*Material provided*:
** Begin **
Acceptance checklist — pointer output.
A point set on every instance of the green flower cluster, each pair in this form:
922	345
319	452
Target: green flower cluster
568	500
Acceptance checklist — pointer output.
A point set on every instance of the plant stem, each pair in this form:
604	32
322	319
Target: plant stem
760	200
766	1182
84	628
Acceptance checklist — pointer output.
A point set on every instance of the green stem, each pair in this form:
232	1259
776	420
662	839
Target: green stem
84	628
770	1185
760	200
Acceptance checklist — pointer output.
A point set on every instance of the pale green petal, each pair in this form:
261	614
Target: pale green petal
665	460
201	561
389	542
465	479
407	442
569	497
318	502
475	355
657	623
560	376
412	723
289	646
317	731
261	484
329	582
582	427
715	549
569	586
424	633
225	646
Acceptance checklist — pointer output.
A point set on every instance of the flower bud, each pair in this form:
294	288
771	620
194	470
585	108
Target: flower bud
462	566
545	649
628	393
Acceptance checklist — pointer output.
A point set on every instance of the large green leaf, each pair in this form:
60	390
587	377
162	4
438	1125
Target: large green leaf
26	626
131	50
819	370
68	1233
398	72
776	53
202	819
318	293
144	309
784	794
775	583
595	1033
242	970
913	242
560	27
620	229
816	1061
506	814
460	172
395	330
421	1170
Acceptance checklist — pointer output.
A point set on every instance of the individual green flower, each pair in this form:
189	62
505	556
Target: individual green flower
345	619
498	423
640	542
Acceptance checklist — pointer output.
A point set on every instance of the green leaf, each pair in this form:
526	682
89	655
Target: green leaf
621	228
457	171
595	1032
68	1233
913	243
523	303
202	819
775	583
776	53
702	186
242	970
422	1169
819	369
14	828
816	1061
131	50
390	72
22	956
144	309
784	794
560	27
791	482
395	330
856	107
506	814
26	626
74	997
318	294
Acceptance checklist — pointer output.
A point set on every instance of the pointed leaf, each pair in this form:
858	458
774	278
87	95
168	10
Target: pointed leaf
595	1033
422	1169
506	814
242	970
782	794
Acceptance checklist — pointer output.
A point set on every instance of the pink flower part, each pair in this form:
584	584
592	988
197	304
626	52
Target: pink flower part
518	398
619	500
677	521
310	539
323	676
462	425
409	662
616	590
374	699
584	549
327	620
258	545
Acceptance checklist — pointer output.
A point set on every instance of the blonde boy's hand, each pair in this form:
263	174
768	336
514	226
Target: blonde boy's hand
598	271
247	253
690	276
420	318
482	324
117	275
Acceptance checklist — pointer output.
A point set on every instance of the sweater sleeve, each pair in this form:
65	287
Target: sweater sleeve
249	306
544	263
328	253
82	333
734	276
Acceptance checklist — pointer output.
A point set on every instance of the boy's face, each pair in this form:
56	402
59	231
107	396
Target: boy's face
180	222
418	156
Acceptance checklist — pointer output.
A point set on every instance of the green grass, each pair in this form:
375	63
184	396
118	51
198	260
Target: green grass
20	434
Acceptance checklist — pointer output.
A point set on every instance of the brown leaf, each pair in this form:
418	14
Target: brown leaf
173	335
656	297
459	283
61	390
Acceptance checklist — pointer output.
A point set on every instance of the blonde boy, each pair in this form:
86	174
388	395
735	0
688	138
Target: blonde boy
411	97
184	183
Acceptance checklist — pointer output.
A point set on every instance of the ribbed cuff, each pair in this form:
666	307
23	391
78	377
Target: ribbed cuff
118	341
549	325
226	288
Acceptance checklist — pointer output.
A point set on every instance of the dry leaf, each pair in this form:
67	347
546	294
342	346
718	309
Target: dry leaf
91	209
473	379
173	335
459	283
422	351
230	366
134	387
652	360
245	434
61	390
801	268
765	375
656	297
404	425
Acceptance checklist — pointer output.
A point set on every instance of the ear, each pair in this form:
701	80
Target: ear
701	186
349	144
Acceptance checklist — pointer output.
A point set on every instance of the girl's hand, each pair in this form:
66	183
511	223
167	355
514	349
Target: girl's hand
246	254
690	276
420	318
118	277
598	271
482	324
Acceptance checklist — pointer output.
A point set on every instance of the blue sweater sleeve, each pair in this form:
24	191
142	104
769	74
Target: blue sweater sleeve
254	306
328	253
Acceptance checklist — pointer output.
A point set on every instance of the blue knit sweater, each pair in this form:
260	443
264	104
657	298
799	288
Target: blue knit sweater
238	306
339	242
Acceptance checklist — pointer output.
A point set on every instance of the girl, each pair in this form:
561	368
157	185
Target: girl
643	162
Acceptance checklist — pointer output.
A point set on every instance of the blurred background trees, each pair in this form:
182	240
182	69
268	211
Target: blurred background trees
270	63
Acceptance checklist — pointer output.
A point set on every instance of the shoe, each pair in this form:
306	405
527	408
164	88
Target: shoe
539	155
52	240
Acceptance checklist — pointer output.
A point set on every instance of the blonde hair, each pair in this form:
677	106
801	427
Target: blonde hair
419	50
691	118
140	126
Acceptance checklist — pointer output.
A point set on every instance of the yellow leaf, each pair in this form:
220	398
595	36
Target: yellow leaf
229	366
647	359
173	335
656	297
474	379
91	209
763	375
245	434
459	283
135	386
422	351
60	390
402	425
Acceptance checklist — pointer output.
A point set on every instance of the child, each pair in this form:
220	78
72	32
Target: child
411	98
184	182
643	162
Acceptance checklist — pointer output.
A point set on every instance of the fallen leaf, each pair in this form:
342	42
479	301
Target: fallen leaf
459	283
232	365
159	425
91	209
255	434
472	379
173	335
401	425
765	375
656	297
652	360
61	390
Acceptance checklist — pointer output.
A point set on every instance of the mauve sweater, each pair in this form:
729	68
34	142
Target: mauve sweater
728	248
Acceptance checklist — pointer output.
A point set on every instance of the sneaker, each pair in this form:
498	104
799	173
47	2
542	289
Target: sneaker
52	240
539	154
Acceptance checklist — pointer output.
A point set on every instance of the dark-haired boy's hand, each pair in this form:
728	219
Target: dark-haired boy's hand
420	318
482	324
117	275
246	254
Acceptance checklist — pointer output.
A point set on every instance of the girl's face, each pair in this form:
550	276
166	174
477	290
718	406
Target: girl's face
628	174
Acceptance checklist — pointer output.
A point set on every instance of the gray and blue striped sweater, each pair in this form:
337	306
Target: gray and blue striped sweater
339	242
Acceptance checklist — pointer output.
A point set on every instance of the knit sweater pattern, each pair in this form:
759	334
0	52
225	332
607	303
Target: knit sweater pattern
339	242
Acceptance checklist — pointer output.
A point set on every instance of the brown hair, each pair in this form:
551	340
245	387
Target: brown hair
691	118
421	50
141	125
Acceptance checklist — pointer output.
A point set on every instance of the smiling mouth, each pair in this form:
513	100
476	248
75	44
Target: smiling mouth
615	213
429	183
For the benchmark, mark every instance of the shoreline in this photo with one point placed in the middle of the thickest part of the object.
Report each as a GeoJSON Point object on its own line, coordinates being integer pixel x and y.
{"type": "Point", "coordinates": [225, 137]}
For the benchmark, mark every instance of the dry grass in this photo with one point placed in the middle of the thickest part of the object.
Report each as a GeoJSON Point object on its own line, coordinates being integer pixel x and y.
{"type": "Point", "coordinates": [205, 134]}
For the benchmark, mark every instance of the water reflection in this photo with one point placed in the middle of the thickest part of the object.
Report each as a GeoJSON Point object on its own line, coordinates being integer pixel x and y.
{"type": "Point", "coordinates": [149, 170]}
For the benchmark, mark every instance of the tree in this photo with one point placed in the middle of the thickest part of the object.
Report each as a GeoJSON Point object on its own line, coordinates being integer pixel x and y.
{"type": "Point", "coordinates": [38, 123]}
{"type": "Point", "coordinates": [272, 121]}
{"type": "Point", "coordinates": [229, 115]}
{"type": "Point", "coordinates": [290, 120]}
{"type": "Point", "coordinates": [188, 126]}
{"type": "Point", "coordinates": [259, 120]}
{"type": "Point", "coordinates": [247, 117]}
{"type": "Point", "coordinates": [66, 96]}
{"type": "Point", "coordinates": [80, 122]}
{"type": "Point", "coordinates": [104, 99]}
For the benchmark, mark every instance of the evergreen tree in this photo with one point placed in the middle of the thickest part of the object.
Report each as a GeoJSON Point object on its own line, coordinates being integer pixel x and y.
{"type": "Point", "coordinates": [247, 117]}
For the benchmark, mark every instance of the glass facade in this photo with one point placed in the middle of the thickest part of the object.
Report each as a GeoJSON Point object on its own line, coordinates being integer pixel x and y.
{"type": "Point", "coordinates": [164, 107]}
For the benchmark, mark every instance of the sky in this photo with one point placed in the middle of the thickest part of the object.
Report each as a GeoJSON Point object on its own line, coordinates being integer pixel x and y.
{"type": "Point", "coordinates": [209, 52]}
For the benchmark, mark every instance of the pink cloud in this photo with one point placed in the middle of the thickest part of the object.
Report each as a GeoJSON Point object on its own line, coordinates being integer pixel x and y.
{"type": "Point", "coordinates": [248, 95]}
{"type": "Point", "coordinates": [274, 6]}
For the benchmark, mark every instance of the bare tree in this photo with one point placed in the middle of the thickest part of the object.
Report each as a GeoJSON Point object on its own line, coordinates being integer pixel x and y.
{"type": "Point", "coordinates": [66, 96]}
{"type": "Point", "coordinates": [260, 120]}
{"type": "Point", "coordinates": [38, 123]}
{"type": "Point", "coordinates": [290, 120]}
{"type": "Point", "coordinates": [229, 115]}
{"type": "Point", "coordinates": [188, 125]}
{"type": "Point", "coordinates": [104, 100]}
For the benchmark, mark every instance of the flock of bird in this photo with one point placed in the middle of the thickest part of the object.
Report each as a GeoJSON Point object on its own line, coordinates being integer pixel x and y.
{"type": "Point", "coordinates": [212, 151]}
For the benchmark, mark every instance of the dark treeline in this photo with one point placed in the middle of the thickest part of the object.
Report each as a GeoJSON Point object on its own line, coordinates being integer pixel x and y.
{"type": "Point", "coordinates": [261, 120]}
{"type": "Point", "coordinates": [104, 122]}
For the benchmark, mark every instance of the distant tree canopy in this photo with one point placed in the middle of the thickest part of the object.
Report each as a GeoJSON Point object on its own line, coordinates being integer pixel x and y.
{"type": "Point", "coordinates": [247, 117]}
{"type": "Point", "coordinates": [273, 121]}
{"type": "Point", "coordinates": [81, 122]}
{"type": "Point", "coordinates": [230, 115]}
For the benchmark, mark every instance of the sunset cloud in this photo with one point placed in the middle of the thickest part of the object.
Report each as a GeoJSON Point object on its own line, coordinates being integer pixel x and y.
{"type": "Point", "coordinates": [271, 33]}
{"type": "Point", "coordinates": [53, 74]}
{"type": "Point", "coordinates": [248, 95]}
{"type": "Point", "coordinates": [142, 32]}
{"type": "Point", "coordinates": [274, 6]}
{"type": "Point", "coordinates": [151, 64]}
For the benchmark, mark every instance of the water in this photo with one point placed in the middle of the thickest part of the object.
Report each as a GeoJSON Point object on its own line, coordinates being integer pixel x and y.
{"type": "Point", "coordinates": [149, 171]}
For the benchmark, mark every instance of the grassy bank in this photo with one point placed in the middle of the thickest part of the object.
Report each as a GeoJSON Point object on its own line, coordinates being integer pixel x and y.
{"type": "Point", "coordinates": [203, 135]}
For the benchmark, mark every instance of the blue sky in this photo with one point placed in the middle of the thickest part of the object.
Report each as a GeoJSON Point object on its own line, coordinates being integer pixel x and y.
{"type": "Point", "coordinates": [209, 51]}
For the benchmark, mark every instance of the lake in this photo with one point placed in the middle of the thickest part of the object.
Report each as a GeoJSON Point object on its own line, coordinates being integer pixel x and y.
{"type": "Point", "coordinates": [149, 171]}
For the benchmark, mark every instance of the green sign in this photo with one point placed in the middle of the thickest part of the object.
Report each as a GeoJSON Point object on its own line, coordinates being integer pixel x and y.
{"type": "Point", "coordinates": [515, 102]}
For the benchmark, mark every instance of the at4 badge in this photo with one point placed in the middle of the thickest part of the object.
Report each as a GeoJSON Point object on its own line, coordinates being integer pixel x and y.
** End **
*Short problem*:
Repeat exactly the lines above from the line that contains "For the benchmark, mark every instance of the water in" through the end. Include both of these ends; leave out everything else.

*Output of the task*:
For the benchmark, mark every instance of the water in this photo with one point placed in the middle of the thickest part of the object.
Report each as a GeoJSON Point object on its own line, coordinates being integer pixel x and y.
{"type": "Point", "coordinates": [149, 171]}
For the benchmark, mark every instance of the grassy bank in this photo with one point placed in the middle of the thickest part of the object.
Report each as a GeoJSON Point object on its own line, coordinates being integer pixel x and y.
{"type": "Point", "coordinates": [203, 135]}
For the benchmark, mark every instance of the blue sky in this photo with one point placed in the middle of the thickest part of the object.
Report each as a GeoJSON Point object on its own line, coordinates being integer pixel x and y.
{"type": "Point", "coordinates": [209, 51]}
For the benchmark, mark every instance of the lake in this photo with one point placed in the middle of the thickest part of the object.
Report each as a GeoJSON Point object on its own line, coordinates being integer pixel x and y.
{"type": "Point", "coordinates": [149, 171]}
For the benchmark, mark every instance of the green sign in this photo with one point placed in the middle of the thickest part of the object.
Report each as a GeoJSON Point object on its own line, coordinates being integer pixel x and y.
{"type": "Point", "coordinates": [515, 102]}
For the benchmark, mark every instance of the at4 badge in this photo with one point placed in the middle of the thickest part of the object.
Report each as a GeoJSON Point object on its own line, coordinates being integer pixel x and y.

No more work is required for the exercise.